**SHORT PROBLEM**
Copy out every line of the records below verbatim, with nothing added, dropped, or altered.

**DATASET RECORDS**
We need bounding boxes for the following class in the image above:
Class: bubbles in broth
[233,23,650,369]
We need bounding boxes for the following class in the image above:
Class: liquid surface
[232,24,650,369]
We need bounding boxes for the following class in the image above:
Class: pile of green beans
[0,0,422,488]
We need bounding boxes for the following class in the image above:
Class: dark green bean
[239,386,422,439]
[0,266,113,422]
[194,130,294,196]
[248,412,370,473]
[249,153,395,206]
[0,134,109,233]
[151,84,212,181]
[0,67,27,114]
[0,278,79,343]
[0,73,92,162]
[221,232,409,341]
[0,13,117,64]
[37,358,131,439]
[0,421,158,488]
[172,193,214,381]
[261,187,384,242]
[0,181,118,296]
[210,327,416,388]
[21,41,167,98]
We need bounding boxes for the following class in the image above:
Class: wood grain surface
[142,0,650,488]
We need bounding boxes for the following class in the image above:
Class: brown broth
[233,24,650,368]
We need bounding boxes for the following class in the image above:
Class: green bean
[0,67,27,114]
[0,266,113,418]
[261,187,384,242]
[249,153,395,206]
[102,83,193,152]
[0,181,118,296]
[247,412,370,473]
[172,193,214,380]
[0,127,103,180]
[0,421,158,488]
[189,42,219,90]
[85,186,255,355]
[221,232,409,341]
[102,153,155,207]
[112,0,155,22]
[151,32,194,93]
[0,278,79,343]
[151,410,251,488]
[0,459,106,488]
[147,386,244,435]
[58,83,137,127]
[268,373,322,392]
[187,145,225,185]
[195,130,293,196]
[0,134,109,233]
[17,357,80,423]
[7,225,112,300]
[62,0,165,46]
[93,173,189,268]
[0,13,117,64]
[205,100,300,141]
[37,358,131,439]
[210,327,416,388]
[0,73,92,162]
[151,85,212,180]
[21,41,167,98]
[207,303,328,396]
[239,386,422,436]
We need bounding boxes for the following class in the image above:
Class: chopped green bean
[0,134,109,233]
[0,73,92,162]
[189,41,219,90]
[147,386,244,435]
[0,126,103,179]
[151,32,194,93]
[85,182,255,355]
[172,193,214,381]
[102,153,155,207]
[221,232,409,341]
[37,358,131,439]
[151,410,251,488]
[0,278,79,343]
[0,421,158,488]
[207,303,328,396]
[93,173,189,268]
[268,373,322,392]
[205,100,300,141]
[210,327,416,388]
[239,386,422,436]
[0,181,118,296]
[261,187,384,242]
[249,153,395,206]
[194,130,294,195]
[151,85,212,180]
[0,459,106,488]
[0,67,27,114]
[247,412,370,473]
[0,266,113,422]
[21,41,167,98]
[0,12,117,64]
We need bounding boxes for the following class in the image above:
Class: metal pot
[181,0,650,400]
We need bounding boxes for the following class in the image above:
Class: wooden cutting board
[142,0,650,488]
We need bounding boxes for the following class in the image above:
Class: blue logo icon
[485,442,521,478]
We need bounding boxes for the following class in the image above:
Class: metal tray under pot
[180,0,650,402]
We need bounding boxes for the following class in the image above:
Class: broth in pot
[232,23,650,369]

**WRITTEN RESPONSE**
We need bounding boxes for the following class in the image above:
Class: bubbles in broth
[233,23,650,369]
We need bounding boxes for the following class in the image above:
Class: liquid surface
[232,24,650,369]
We need bounding boxes for the following class in the image above:
Class: pile of green beans
[0,0,422,488]
We need bounding boxes for the following class in the image above:
Class: dark green bean
[239,386,422,439]
[0,266,113,422]
[194,130,294,196]
[248,412,370,473]
[249,153,395,206]
[0,134,109,233]
[151,84,212,181]
[0,67,27,114]
[0,278,79,343]
[0,73,92,162]
[221,232,409,341]
[0,13,117,64]
[37,358,131,439]
[0,421,158,488]
[172,193,214,381]
[261,187,384,242]
[0,181,118,296]
[210,327,416,388]
[21,41,167,98]
We need bounding boxes for the following class in the image above:
Class: wood grain surface
[142,0,650,488]
We need bounding boxes for the following class in the image above:
Class: brown broth
[233,24,650,368]
We need bounding boxes for the following class in the image above:
Class: green bean
[0,67,27,114]
[0,266,113,418]
[261,187,384,242]
[249,153,395,206]
[102,83,193,152]
[0,181,118,296]
[247,412,370,473]
[172,193,214,380]
[0,127,103,180]
[0,421,158,488]
[189,42,219,90]
[85,186,255,355]
[221,232,409,341]
[102,153,155,207]
[112,0,155,22]
[151,32,194,93]
[0,278,79,343]
[151,410,251,488]
[0,459,106,488]
[147,386,244,435]
[58,83,137,127]
[268,373,322,392]
[187,145,225,185]
[195,130,293,196]
[0,134,109,233]
[17,357,80,423]
[7,225,112,300]
[62,0,165,46]
[93,173,189,268]
[0,13,117,64]
[205,100,300,141]
[37,358,131,439]
[210,327,416,388]
[0,73,92,162]
[151,85,212,180]
[21,41,167,98]
[207,303,328,396]
[239,386,422,436]
We need bounding boxes for the following class in the image above:
Class: chopped green bean
[0,134,109,233]
[0,73,92,162]
[189,41,219,90]
[147,386,244,435]
[0,126,103,179]
[151,32,194,93]
[85,182,255,355]
[172,193,214,381]
[102,153,155,207]
[221,232,409,341]
[37,358,131,439]
[151,410,251,488]
[0,278,79,343]
[0,421,158,488]
[207,303,328,396]
[93,173,189,268]
[268,373,322,392]
[205,100,300,141]
[210,327,416,388]
[239,386,422,436]
[0,181,118,296]
[261,187,384,242]
[249,153,395,206]
[194,130,294,195]
[151,85,212,180]
[0,459,106,488]
[0,67,27,114]
[247,412,370,473]
[0,266,113,422]
[21,41,167,98]
[0,12,117,64]
We need bounding boxes for the following class in the image above:
Class: metal pot
[181,0,650,400]
We need bounding boxes for the following class in the image above:
Class: wooden cutting board
[142,0,650,488]
We need bounding boxes for the following class in the image above:
Class: blue logo icon
[485,442,521,478]
We need bounding boxes for the following class in the image above:
Class: metal tray under pot
[180,0,650,402]
We need bounding boxes for the following class in the image above:
Class: broth in pot
[232,23,650,369]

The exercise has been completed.